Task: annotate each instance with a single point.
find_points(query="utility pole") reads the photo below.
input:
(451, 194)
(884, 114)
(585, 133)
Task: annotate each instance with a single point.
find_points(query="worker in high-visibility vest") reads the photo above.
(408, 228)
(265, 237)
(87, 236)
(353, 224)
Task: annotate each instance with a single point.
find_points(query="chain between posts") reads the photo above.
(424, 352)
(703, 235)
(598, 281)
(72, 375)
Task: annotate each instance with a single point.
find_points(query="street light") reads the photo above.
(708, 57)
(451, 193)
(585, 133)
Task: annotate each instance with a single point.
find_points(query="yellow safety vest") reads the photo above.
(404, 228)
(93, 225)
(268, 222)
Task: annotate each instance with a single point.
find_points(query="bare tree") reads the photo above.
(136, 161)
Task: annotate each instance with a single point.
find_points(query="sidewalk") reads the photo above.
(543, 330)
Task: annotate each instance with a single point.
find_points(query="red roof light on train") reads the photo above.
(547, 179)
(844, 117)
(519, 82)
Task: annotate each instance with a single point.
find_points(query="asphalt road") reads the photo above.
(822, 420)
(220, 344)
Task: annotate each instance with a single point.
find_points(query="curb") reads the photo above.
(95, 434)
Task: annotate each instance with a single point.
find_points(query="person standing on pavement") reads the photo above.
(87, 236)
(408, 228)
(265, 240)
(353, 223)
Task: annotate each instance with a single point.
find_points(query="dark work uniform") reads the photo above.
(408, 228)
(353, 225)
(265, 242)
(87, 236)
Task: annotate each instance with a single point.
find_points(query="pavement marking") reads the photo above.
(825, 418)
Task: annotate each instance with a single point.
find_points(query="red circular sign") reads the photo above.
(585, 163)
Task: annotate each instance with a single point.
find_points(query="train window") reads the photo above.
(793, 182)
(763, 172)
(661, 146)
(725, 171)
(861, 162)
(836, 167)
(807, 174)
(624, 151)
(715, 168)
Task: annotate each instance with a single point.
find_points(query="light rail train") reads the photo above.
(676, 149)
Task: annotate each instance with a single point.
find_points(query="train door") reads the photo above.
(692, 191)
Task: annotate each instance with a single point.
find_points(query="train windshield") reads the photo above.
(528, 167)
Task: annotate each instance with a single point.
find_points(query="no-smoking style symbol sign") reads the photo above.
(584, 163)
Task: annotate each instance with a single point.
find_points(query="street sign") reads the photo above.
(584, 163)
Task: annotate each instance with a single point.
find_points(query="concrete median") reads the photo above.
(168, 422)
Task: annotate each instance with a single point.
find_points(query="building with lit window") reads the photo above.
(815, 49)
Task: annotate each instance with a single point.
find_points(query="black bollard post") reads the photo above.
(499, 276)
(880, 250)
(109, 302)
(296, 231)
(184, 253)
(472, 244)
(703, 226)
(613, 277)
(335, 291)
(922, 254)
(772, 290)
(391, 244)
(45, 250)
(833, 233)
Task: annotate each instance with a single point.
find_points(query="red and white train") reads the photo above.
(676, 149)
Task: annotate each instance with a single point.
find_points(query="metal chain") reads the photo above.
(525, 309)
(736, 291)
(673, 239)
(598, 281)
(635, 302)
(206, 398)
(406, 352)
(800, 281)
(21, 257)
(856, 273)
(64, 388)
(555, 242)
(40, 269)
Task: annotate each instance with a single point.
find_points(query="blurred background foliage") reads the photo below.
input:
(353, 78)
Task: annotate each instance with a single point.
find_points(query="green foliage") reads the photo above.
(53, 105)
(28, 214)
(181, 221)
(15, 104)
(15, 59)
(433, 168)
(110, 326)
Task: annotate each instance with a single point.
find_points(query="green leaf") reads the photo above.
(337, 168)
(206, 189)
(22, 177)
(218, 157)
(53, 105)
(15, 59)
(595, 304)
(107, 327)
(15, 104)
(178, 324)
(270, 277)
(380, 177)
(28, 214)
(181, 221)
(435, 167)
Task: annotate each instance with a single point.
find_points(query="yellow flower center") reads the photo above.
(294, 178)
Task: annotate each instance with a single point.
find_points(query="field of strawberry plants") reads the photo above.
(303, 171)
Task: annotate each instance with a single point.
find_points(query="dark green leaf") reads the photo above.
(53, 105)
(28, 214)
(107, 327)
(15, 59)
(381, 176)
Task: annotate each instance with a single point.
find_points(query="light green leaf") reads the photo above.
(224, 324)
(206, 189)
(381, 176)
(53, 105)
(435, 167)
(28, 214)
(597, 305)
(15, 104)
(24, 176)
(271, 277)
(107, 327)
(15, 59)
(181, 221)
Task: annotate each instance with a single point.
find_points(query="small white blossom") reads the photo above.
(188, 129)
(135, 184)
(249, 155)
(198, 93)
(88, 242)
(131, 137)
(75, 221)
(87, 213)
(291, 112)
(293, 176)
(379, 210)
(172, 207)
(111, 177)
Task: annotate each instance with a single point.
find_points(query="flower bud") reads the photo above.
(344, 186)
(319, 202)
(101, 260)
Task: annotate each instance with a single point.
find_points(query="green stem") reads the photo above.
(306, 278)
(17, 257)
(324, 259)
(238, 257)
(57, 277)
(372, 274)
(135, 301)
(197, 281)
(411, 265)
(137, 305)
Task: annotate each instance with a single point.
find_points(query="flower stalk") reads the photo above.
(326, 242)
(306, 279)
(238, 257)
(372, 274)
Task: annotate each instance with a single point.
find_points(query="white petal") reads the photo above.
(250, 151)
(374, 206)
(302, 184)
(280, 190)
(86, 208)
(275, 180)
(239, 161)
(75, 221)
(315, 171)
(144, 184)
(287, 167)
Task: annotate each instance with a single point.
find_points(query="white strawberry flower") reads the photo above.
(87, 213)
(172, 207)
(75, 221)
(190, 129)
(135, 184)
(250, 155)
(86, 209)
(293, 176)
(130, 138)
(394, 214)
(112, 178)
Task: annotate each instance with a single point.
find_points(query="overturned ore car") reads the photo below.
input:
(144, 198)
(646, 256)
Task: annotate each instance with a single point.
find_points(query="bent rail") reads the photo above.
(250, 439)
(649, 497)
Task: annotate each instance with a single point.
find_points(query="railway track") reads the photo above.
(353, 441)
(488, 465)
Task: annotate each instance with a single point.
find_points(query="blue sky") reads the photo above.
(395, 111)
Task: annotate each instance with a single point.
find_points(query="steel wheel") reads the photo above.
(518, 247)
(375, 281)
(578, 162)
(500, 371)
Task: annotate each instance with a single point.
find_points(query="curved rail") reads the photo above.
####
§ Assignment: An answer is complete only when it holds every line above containing the string "below".

§ Completed exercise:
find_points(query="utility pole") reads the photo below.
find_points(query="blurred background foliage") reads the photo below.
find_points(query="overturned ore car") reads the photo below.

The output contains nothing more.